Excerpts from a dataset
=-=-=
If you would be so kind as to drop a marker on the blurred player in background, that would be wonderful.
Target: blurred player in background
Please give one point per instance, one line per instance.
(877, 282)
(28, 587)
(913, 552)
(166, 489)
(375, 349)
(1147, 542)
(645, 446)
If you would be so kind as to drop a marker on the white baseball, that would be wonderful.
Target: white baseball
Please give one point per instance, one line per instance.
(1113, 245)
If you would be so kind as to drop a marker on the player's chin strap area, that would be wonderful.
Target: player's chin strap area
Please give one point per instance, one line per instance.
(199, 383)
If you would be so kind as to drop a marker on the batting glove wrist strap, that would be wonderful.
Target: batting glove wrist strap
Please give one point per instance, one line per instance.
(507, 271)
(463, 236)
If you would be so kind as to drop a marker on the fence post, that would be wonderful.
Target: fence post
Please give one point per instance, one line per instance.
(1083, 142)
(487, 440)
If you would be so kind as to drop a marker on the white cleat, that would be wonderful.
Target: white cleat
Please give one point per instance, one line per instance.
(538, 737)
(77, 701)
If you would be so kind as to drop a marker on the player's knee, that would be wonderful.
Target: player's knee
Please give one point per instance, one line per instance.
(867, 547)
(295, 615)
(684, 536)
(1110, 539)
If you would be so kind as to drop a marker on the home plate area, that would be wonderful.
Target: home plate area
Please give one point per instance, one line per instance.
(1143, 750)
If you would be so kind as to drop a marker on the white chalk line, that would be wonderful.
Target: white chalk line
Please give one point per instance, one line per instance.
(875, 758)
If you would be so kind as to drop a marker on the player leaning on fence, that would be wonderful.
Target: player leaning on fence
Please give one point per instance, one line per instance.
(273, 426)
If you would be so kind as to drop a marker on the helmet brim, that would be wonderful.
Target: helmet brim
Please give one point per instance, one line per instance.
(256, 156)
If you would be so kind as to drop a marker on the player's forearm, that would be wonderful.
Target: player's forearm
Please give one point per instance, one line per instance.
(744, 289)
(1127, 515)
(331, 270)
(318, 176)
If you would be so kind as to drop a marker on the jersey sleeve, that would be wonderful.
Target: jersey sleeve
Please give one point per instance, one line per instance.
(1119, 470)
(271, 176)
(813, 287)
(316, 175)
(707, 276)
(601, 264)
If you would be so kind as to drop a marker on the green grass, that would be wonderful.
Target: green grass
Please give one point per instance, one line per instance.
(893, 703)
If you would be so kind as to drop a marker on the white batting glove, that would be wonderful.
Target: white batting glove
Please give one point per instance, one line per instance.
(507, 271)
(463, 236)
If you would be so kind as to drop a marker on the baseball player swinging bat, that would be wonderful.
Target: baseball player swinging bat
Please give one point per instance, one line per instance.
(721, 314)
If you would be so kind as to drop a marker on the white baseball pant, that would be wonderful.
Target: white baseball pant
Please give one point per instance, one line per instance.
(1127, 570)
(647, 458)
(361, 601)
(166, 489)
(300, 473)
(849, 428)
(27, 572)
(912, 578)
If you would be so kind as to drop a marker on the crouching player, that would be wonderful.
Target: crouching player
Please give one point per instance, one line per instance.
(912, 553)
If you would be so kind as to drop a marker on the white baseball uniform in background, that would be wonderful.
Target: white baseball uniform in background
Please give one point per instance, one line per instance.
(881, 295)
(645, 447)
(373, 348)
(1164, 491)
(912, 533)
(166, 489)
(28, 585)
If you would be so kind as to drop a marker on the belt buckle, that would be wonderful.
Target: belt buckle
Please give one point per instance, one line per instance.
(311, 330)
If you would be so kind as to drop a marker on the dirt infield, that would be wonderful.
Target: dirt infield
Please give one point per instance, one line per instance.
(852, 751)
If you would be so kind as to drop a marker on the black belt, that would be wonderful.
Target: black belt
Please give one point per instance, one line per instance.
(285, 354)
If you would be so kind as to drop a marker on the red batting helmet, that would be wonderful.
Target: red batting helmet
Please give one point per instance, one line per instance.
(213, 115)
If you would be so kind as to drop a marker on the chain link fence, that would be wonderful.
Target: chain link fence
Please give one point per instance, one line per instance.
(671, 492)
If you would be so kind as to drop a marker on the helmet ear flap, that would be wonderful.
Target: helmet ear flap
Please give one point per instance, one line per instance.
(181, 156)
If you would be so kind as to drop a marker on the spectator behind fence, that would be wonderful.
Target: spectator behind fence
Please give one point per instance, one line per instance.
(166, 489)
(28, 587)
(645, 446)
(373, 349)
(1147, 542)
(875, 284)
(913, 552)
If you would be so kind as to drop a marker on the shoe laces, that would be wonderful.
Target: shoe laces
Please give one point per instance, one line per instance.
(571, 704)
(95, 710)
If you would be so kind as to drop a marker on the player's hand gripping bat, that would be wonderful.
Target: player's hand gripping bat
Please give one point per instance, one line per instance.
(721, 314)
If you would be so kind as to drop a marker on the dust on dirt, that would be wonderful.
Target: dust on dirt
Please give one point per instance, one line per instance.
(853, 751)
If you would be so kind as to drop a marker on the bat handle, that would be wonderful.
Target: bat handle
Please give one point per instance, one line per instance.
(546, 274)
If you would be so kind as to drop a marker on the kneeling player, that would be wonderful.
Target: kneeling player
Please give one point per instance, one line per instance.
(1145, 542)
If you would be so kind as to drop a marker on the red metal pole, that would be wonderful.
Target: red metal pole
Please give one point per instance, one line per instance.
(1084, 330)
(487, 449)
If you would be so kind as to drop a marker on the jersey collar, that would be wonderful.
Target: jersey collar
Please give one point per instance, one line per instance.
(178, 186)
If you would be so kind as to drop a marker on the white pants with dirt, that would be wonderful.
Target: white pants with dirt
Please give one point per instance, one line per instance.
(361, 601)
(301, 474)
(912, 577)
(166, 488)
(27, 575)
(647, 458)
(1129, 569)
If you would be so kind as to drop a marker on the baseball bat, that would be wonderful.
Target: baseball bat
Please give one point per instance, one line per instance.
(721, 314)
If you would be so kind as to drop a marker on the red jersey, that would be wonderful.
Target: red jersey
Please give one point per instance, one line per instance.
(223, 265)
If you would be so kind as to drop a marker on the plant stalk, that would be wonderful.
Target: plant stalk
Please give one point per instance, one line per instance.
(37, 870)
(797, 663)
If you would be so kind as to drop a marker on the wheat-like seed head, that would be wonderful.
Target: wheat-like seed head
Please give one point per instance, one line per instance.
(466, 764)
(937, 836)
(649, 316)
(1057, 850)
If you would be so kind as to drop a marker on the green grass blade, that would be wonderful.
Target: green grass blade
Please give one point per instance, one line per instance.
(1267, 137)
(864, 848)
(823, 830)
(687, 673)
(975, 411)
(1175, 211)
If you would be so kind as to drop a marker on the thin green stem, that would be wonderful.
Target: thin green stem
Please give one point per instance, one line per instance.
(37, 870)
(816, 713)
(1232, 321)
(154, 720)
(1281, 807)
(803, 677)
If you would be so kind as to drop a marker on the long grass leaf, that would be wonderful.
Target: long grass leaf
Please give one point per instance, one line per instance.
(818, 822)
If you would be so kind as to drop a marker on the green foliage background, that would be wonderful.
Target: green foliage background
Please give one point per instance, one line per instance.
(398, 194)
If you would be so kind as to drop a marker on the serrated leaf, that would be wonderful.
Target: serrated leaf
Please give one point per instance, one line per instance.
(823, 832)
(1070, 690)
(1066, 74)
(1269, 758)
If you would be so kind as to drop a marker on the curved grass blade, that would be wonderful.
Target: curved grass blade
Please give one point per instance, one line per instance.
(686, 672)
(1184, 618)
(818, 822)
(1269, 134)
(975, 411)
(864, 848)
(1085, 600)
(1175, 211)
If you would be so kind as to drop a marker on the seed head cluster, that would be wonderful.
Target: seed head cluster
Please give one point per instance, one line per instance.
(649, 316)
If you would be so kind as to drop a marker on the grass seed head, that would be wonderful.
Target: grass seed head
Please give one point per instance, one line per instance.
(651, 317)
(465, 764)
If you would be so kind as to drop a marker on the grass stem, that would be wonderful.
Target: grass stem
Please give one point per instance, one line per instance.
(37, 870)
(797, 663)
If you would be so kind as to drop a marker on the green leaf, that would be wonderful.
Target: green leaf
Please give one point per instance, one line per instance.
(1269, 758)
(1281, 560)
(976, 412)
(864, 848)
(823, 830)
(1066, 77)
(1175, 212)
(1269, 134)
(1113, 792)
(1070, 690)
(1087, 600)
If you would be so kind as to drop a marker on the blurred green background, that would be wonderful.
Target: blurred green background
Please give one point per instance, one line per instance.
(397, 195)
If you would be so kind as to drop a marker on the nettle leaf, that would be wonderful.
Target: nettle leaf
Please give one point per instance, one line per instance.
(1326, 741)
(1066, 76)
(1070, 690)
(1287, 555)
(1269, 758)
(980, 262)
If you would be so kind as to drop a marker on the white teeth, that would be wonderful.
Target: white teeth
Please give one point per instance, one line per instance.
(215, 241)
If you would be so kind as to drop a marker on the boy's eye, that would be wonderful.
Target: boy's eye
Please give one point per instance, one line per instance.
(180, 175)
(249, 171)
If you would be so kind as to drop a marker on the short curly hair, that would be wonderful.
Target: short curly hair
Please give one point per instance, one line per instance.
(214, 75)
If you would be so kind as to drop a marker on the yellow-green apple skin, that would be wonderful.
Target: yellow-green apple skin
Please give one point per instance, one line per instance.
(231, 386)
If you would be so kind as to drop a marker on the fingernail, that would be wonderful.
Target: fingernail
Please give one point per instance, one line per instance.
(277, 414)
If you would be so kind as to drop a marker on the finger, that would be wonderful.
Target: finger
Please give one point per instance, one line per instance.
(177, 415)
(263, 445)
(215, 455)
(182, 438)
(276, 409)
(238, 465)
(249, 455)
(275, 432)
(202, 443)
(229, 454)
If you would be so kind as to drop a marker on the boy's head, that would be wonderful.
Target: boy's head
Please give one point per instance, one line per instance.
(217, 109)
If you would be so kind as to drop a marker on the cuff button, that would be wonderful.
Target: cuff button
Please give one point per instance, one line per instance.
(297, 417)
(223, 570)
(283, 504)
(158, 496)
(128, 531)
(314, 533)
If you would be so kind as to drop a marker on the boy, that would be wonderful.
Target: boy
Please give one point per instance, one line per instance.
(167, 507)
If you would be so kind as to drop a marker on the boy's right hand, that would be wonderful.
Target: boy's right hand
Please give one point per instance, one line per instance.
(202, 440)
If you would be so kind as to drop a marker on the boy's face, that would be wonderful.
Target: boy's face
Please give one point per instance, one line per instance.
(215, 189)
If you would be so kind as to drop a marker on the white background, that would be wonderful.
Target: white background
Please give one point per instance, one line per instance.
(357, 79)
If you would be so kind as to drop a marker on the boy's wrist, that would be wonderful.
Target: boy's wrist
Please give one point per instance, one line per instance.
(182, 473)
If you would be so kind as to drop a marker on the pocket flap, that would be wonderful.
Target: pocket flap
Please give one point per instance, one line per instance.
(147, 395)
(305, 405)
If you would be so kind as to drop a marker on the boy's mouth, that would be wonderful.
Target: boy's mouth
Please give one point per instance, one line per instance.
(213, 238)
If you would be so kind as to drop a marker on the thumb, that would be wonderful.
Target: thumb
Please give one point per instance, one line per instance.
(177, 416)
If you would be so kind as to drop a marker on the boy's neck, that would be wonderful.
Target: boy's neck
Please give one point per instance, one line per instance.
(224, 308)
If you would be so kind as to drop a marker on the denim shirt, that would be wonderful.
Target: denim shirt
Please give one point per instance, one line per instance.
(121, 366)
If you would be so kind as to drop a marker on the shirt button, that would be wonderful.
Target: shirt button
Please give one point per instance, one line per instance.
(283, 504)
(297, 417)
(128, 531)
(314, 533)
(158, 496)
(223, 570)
=-=-=
◆ **Activity**
Each line, starting with the one containing "Target: boy's neck" and ending with the last line of the records above, should be reproduced exactly.

◆ **Result**
Target: boy's neck
Please give one point per instance, one line per instance.
(224, 308)
If you would be so kind as to drop a marker on the denim shirt, that would be wonderful.
Target: denim shirt
Please give one point per instance, one line per instance.
(121, 366)
If you would be so kind as to drop a marker on the shirt button, that would be wonderful.
Target: shirt button
Please give one point per instance, one line per instance.
(283, 504)
(297, 417)
(128, 531)
(314, 533)
(158, 496)
(223, 570)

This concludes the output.